##### Text block #####

Memory Allocation & Fragmentation¶
A Python simulation of malloc/free -- the kind of systems-level understanding that matters when you are debugging OOM errors in GPU memory or optimizing tensor allocation.
Problem¶
Simulate dynamic memory allocation and deallocation within a fixed-size buffer. Support:
- alloc(size) -- find a free block large enough, split it if needed, return a pointer
- free(addr) -- mark the block as available and add it back to the free list
Each block carries 2 words of metadata (marker + size), so the actual memory overhead per allocation is size + 2.
Approach¶
The allocator uses a free list -- a linked list of available blocks threaded through the buffer itself (no external data structure needed).
- Initialization: The entire buffer is one large free block. Position 0 holds a start marker; position 1 holds the total size.
- alloc: Walk the free list looking for a block that fits.
- If the block is larger than needed, split it: carve off the requested size from the end, leaving the remainder as a smaller free block.
- If the block is an exact fit, unlink it from the free list entirely.
- free: Prepend the freed block to the head of the free list (O(1) insert).
- Limitation: Adjacent free blocks are not merged, so fragmentation can accumulate over time -- a real-world tradeoff between simplicity and memory efficiency.
Implementation¶
AVAILABLE = True
USED = False
METADATA_SIZE = 2
MEMORY_START_MARKER = -999
BLOCK_START_MARKER = -888
class MemoryManager:
def __init__(self, size):
self.buffer = [None] * size
self.buffer[0] = MEMORY_START_MARKER
self.buffer[1] = size
self.free_ptr = 0
self._allocate(self.free_ptr, AVAILABLE)

##### Information supplied #####

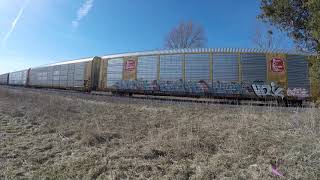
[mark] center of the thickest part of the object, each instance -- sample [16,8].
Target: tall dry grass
[72,137]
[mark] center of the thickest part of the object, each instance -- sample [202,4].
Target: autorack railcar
[75,74]
[207,72]
[234,73]
[4,78]
[19,78]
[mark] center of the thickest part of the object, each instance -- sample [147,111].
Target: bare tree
[186,35]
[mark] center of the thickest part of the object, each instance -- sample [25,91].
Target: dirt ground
[52,136]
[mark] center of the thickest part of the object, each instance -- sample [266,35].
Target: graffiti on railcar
[258,88]
[264,90]
[181,86]
[226,88]
[277,65]
[298,92]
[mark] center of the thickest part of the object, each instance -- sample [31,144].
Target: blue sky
[37,32]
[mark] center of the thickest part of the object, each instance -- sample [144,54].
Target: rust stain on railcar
[277,69]
[130,68]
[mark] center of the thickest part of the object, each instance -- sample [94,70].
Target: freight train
[205,72]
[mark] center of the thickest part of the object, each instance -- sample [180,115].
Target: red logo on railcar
[277,65]
[130,65]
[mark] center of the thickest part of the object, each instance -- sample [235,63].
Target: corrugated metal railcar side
[238,73]
[19,78]
[4,78]
[76,74]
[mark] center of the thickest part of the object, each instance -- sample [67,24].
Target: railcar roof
[210,50]
[66,62]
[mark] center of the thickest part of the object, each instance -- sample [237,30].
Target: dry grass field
[52,136]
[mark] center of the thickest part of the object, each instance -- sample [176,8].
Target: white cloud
[82,12]
[14,23]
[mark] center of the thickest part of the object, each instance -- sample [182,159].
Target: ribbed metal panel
[197,67]
[71,73]
[225,67]
[114,71]
[171,67]
[147,68]
[66,75]
[79,74]
[18,78]
[4,78]
[209,50]
[254,67]
[298,72]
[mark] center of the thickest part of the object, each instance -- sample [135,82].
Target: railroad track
[94,94]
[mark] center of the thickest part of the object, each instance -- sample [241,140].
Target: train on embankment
[204,72]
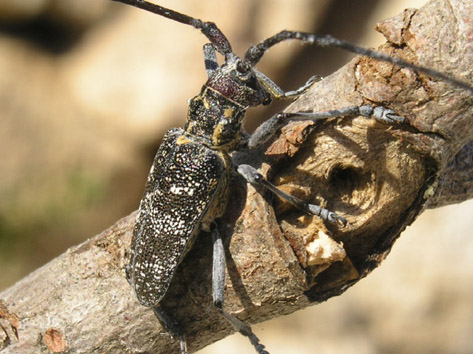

#####

Please copy out everything in the memory allocator text from "- alloc: Walk" down to "and memory efficiency.", without changing a word. The records have nothing to do with the memory allocator text.

Answer box:
- alloc: Walk the free list looking for a block that fits.
- If the block is larger than needed, split it: carve off the requested size from the end, leaving the remainder as a smaller free block.
- If the block is an exact fit, unlink it from the free list entirely.
- free: Prepend the freed block to the head of the free list (O(1) insert).
- Limitation: Adjacent free blocks are not merged, so fragmentation can accumulate over time -- a real-world tradeoff between simplicity and memory efficiency.